Each line below that contains "loop" should be counted. Give only the total.

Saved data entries
↓↓↓
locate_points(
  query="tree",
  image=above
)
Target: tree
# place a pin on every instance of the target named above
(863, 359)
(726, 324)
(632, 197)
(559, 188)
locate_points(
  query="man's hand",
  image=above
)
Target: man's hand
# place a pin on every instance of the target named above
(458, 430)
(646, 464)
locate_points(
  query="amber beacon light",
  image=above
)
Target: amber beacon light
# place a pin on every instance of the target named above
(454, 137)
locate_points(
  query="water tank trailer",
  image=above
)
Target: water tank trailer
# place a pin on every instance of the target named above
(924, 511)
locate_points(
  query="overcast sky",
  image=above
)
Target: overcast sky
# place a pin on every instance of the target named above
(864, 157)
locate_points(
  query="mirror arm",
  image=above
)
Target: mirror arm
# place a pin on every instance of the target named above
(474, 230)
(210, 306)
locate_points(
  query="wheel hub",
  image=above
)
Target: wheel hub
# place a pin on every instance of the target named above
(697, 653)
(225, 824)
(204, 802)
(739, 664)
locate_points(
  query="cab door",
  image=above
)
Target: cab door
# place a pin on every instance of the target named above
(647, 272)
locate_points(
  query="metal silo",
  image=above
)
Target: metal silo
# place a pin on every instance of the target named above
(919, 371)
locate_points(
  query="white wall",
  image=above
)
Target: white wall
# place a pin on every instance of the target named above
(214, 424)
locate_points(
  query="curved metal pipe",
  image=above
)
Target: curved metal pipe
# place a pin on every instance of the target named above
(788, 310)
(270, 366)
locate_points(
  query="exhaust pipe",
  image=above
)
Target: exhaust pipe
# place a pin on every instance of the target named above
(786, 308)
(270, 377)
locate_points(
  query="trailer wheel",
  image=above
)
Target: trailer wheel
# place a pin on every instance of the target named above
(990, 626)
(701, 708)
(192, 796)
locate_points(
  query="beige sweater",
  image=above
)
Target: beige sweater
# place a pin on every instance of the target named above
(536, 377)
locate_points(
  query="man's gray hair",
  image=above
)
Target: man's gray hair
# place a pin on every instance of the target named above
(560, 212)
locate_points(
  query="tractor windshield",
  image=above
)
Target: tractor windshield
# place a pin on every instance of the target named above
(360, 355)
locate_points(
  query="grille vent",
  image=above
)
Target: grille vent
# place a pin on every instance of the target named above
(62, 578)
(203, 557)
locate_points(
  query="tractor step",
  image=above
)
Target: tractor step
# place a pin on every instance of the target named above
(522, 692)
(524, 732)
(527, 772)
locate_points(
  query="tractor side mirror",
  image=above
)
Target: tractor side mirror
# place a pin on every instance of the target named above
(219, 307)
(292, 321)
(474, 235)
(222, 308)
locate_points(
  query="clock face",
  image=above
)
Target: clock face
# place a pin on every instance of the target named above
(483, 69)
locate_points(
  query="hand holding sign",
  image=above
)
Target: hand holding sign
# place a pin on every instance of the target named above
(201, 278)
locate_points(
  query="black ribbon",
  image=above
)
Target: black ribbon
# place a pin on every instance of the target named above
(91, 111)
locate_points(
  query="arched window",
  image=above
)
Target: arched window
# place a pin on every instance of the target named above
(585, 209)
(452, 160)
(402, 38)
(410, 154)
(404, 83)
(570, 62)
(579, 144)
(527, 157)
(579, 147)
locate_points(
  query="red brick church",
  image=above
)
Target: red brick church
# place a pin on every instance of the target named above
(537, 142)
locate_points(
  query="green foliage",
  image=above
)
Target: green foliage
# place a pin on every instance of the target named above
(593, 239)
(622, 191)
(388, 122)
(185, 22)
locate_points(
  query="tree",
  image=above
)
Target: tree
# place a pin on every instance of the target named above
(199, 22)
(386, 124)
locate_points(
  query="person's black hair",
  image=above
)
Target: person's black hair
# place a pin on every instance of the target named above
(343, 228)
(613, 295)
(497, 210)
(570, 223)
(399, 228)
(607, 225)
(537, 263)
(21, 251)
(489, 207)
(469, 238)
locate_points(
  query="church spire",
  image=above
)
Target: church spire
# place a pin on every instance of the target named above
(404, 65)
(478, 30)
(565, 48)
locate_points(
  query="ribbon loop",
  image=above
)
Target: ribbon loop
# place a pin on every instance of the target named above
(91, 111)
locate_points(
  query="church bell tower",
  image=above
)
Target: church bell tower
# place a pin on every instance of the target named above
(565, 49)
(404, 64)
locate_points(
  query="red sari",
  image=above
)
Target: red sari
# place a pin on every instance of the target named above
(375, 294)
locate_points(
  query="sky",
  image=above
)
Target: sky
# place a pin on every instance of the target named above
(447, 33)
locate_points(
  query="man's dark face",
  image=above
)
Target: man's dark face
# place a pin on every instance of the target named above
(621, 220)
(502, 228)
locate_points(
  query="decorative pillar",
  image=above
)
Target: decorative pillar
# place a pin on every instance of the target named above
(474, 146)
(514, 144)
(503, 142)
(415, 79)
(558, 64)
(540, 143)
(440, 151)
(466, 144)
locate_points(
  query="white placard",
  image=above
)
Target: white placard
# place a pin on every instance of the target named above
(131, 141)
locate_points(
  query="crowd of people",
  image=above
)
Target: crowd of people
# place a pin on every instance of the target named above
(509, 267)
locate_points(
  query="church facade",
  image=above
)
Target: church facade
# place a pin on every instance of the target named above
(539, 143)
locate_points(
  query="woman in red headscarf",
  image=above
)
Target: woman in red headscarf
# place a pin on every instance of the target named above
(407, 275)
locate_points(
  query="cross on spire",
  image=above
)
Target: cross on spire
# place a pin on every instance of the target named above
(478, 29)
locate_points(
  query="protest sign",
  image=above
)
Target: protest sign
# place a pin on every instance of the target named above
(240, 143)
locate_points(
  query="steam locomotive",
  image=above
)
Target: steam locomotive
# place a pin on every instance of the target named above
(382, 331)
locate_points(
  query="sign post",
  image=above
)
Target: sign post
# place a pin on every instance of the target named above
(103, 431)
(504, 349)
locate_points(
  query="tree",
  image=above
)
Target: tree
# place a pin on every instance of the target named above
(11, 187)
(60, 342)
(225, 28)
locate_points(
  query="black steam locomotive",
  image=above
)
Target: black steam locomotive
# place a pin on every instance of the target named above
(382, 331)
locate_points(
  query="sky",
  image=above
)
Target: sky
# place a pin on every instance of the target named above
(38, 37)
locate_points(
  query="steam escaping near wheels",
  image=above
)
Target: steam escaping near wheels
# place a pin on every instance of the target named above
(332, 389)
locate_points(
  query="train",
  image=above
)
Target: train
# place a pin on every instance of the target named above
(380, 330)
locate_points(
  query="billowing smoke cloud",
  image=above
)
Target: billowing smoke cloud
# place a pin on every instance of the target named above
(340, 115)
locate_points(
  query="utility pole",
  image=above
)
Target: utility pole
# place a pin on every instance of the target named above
↑↑↑
**RESULT OF THIS EXERCISE**
2